Hand back every line from the beginning of the data below through the line containing "each like [272,159].", word for word and free of pictures.

▬▬▬

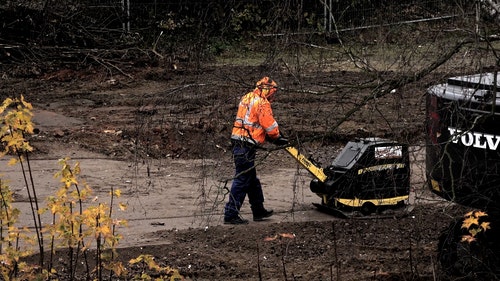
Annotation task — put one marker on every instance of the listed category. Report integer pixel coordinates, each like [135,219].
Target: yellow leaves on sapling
[15,117]
[472,224]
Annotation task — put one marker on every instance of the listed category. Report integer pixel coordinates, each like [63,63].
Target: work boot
[235,220]
[262,214]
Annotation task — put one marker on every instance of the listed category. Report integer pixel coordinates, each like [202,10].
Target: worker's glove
[281,140]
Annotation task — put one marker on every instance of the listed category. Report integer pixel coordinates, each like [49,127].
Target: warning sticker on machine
[388,152]
[381,167]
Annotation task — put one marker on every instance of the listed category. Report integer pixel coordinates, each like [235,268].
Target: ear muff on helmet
[267,85]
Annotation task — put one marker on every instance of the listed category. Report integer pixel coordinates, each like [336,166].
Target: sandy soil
[164,143]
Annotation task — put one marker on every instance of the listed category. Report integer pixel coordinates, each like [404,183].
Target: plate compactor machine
[369,175]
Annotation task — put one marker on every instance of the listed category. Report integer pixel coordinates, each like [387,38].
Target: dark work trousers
[245,181]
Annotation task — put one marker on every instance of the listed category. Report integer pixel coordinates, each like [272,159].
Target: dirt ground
[161,137]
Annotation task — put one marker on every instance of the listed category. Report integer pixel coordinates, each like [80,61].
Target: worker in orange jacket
[254,125]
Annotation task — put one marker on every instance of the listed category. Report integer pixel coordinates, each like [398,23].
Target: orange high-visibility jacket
[254,119]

▬▬▬

Exercise response:
Annotation task — put one marker on every instance of the listed category. Report integer pixel coordinates, each like [135,219].
Target: yellow leaves on sapling
[15,117]
[472,224]
Annotation task — put one marker on every instance of the listed category. Report integer pixel coordinates, each like [63,63].
Target: work boot
[235,220]
[262,214]
Annotation task — put one marker on every instance of the listed category. Report integer pixel coordinates, each like [202,10].
Target: worker's glove
[281,140]
Annotation task — put one marker on every instance of the listed category. Report integer pixel coordinates, each like [49,127].
Target: warning sticker on machine
[388,152]
[381,167]
Annotation task — put one marker on every instance of the listed category. Report integer pixel coordinates, each like [235,268].
Target: ear muff on helmet
[267,85]
Annotation task — put one marker on every instance of the listed category. Report integer pixel coordinates, each like [336,166].
Target: sandy soil
[164,143]
Annotation task — put one marker on every instance of the listed category. Report integer pixel coordinates, each like [404,183].
Target: plate compactor machine
[369,175]
Annotation task — put one marker on every instance of the listed category. Report integer pixel coordinates, each like [387,38].
Target: dark work trousers
[245,181]
Annotation task — put one marker on every instance of the listed category. Report integer pixel coordinates, each like [272,159].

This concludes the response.